**INSTRUCTIONS TO FOLLOW**
The following data has a line with "Q: Point to the man in blue flight" and a line with "Q: Point to the boy's curly". Write out exactly those lines and all the lines between them.

**Referring expression pointing data**
--

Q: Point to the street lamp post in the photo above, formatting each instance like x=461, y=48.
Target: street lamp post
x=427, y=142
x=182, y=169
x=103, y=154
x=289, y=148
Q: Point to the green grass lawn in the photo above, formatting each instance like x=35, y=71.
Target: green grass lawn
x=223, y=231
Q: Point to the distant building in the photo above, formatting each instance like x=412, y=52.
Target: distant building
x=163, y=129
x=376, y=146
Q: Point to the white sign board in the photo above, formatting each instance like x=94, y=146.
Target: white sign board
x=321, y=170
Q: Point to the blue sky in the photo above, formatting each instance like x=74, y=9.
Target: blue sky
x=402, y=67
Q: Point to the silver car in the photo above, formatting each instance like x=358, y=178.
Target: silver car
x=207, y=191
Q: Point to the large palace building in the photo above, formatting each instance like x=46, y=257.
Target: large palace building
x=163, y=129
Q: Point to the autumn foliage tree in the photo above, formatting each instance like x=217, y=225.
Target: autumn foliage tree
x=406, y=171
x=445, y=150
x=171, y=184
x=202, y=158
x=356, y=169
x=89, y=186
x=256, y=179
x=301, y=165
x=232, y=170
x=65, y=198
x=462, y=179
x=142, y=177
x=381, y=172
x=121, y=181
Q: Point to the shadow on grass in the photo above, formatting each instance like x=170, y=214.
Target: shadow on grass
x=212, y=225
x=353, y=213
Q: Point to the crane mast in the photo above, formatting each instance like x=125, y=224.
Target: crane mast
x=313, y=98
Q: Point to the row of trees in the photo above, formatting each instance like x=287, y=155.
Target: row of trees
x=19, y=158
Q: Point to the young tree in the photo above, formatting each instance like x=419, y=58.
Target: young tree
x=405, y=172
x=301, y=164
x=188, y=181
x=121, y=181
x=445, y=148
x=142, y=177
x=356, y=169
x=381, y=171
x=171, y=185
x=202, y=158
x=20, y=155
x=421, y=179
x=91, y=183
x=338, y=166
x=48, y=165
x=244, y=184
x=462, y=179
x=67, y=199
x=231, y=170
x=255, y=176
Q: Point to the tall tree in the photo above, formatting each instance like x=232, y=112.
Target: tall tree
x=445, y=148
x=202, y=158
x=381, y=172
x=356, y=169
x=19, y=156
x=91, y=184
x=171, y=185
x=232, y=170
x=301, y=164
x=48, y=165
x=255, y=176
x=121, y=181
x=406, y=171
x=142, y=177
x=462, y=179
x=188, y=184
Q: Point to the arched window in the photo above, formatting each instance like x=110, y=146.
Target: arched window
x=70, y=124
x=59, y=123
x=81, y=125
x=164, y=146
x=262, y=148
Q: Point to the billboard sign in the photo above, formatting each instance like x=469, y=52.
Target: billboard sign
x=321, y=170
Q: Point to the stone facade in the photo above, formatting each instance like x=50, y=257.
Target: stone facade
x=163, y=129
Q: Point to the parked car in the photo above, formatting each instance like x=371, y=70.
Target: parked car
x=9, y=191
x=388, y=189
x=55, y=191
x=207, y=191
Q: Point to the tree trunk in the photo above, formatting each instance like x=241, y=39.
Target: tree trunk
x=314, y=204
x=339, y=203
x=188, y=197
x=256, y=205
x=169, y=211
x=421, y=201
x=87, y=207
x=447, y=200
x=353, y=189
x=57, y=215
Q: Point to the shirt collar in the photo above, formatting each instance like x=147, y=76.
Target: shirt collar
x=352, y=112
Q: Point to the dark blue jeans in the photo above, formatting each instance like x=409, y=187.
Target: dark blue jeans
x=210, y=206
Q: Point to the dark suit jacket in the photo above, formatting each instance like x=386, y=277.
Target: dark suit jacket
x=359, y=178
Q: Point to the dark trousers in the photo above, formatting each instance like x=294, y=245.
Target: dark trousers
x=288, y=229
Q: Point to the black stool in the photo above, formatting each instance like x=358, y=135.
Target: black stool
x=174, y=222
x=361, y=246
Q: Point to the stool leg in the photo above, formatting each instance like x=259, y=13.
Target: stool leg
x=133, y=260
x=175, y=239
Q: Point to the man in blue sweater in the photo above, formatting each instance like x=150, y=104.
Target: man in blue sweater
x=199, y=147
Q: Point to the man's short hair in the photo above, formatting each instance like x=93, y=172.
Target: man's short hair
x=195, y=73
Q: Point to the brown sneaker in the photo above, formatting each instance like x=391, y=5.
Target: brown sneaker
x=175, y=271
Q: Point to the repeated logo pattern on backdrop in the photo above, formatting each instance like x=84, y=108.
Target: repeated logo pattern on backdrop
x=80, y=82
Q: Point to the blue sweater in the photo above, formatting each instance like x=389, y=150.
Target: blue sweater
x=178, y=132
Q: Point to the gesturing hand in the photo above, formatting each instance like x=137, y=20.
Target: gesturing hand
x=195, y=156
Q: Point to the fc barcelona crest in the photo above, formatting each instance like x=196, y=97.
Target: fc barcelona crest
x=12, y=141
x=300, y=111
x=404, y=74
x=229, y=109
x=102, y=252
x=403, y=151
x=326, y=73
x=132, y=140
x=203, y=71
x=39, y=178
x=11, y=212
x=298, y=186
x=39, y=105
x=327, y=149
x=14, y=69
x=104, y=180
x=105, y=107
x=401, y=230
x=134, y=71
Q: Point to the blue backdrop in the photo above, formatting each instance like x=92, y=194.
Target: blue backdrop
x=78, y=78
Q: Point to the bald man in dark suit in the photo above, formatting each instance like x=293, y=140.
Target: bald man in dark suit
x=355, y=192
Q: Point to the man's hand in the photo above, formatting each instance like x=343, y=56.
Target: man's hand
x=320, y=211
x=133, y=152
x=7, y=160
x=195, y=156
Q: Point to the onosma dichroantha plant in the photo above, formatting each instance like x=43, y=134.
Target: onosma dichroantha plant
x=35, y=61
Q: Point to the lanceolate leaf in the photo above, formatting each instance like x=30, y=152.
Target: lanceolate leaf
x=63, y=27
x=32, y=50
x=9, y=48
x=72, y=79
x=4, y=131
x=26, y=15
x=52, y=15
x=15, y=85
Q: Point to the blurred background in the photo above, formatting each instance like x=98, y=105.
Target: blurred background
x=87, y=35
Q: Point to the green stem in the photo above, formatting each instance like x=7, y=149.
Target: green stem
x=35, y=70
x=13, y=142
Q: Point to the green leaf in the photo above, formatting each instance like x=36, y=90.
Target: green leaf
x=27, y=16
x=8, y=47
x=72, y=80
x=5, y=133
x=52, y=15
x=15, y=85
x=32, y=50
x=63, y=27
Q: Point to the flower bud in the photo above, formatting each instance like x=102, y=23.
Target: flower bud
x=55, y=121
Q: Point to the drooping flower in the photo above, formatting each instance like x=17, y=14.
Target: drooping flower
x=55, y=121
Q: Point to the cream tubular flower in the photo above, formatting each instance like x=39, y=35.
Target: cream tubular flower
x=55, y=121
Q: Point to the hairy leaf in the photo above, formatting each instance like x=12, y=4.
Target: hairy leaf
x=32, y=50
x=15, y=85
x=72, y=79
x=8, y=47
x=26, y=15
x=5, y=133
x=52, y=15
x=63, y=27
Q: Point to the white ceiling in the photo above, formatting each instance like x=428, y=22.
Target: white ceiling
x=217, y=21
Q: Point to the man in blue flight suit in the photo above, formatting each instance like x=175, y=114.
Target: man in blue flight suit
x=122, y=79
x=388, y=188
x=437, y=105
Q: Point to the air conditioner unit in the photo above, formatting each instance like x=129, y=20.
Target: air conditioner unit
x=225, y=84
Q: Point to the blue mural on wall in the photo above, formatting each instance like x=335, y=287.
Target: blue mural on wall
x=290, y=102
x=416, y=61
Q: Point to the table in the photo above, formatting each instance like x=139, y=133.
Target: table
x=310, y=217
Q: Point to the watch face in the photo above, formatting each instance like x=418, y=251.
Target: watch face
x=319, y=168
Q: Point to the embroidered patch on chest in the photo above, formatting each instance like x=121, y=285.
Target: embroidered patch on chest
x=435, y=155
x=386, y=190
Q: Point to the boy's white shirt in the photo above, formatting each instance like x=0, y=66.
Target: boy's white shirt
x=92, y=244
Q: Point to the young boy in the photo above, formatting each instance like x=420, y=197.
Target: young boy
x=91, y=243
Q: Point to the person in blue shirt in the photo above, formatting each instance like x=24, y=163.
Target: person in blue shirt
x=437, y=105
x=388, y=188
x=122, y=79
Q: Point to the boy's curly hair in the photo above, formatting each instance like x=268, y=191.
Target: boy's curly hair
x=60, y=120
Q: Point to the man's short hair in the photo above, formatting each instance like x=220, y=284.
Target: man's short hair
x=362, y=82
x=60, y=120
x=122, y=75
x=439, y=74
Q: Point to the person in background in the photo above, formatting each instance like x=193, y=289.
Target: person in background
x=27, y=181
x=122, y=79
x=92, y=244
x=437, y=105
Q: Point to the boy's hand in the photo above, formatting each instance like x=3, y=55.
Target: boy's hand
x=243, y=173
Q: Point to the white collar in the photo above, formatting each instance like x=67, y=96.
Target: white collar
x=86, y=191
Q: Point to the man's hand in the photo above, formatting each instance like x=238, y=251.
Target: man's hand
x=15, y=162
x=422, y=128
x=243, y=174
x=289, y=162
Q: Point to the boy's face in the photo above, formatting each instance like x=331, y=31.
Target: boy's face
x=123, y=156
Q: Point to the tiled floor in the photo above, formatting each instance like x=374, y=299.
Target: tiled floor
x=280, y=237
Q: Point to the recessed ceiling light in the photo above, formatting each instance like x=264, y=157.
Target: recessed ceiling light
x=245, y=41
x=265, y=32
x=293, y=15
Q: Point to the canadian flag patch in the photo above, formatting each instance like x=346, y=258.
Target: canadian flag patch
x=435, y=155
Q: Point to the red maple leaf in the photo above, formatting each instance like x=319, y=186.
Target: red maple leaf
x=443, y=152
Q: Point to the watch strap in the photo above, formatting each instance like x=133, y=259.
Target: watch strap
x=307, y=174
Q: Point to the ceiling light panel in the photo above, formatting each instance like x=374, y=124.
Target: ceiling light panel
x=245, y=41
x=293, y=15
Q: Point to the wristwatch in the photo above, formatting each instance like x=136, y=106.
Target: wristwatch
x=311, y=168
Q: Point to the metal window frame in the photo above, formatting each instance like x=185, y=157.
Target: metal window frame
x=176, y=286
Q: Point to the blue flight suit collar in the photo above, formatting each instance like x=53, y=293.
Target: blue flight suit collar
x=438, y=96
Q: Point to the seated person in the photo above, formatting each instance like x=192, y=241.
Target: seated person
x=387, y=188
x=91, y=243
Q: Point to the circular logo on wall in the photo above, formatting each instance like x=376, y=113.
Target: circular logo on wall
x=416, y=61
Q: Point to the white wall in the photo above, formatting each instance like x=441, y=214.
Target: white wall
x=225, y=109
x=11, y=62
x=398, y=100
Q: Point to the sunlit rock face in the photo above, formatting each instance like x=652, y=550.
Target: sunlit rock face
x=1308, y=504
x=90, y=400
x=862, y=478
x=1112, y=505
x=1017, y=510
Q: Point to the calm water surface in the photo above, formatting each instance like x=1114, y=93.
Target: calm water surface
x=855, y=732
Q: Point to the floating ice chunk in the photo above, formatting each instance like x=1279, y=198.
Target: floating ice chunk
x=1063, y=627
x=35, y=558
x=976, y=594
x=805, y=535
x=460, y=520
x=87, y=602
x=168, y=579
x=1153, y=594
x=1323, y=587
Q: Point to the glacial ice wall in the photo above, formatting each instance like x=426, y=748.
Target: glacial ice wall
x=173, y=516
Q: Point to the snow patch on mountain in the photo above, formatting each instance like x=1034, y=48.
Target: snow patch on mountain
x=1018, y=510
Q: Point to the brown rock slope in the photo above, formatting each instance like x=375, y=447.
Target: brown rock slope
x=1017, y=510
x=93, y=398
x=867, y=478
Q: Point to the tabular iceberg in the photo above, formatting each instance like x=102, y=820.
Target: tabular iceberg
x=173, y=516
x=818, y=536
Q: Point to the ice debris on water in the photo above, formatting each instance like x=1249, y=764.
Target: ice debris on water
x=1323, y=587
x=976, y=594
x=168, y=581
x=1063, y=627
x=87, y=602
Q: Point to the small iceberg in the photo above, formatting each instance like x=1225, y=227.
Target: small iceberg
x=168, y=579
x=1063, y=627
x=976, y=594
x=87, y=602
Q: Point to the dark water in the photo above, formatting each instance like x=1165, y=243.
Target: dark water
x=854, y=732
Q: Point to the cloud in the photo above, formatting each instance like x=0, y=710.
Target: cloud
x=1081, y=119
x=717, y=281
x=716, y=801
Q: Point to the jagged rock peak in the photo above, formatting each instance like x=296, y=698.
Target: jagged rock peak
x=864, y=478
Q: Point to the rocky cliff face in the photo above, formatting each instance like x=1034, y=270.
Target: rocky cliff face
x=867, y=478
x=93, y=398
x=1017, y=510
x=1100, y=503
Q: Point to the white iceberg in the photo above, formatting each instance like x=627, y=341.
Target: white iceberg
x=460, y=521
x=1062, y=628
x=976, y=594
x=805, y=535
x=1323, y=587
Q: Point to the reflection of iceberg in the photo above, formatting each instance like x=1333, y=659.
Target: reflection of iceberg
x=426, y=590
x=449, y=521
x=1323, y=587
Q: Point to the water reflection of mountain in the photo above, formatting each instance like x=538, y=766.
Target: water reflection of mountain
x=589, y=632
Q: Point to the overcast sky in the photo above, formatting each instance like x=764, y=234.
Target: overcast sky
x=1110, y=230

--

**EXERCISE ANSWER**
Q: Point to the man in blue flight suit in the photo above, formatting each instance like x=175, y=114.
Target: man in blue flight suit
x=122, y=79
x=388, y=188
x=437, y=105
Q: Point to the air conditioner unit in the photo above, formatting each instance like x=129, y=20.
Target: air conditioner unit
x=225, y=84
Q: Point to the blue mural on wall in the photo above, formatting each instance like x=335, y=287.
Target: blue mural on wall
x=290, y=102
x=416, y=61
Q: Point to the table in the photo above, formatting each instance like x=139, y=133.
Target: table
x=310, y=217
Q: Point to the watch face in the photo above, formatting each instance like x=418, y=251.
Target: watch face
x=319, y=168
Q: Point to the embroidered patch on chest in the photo above, formatting each instance like x=121, y=285.
Target: embroidered patch on chest
x=435, y=155
x=386, y=190
Q: Point to the boy's white shirt in the photo above, formatting each instance like x=0, y=66.
Target: boy's white shirt
x=92, y=244
Q: Point to the young boy in the photo above, formatting each instance like x=420, y=197.
Target: young boy
x=91, y=243
Q: Point to the person in blue shirt in the photo above, formatting each instance like x=24, y=163.
Target: person in blue shirt
x=437, y=105
x=388, y=188
x=122, y=79
Q: Point to the boy's curly hair in the photo above, formatting each instance like x=268, y=191.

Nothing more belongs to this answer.